Non-crypto (trusted environments):

  • xxHash3/128: Maximum speed

SIMD Optimization

Automatic support for SSE, AVX, AVX2, AVX-512 (x86_64) and NEON (ARM).

Verify: cargo test --release --test simd_verification -- --nocapture

Wildcard Patterns

Supported patterns:

  • * - Matches any number of characters (e.g., *.txt, file*)
  • ? - Matches exactly one character (e.g., file?.bin)
  • [...] - Matches any character in brackets (e.g., [abc]*.jpg)

Examples:

hash "*.txt" -a sha256                       # All .txt files in current dir
hash "data/*.bin" -a sha256                  # All .bin files in data/
hash "file?.txt" -a sha256                   # file1.txt, fileA.txt, etc.

» Information provided:
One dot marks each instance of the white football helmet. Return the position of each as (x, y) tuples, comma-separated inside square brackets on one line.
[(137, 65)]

» Exercise description: In the hash tool notes, which SIMD instruction set is supported on ARM? The listing has no connection to the hash tool notes.

» Exercise response: NEON